--- Begin THE DATA ---

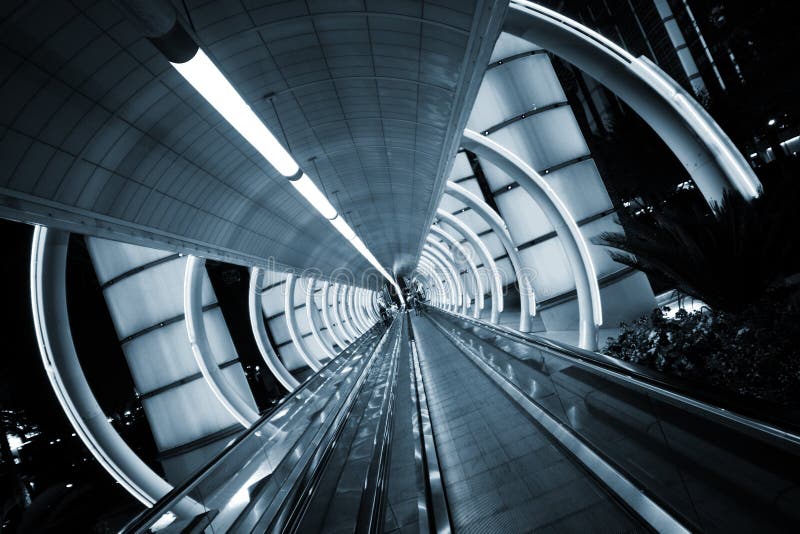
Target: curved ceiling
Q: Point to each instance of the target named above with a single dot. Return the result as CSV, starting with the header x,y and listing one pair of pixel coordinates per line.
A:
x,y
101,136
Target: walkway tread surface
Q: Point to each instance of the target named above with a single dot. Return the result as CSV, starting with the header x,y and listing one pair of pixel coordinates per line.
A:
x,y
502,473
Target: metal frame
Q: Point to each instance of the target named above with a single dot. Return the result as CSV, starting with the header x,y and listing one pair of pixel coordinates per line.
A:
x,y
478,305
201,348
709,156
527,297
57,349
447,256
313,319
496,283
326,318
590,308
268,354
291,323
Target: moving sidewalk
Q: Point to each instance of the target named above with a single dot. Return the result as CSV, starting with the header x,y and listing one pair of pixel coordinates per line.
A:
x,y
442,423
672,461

--- End THE DATA ---
--- Begin THE DATA ---

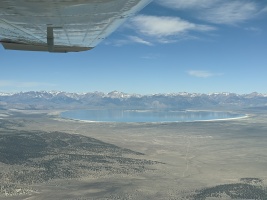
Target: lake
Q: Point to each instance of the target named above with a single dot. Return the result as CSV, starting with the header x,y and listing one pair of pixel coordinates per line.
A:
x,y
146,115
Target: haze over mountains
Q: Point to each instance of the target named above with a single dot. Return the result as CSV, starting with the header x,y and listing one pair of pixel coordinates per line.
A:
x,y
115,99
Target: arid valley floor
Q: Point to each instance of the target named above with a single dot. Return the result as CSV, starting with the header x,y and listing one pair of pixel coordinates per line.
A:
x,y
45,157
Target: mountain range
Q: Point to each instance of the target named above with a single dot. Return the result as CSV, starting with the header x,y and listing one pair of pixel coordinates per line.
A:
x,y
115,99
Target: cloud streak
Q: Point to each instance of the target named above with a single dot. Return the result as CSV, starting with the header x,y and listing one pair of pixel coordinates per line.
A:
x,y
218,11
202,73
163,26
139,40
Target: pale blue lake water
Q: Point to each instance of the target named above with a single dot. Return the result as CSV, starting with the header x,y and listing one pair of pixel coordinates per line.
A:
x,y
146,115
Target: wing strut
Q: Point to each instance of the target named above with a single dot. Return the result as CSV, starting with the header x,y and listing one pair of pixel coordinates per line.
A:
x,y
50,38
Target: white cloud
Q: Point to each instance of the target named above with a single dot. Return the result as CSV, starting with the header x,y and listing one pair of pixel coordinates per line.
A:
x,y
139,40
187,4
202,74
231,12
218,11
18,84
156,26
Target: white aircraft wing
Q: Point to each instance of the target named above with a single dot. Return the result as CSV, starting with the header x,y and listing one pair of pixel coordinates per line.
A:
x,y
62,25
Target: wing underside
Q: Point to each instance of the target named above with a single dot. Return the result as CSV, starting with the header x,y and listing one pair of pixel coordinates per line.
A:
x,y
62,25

--- End THE DATA ---

WHAT TO PRODUCE
Report each line of the rows above that contains the string "wing". Case counts.

WRITTEN RESPONSE
Target: wing strut
Target: white aircraft wing
Target: wing underside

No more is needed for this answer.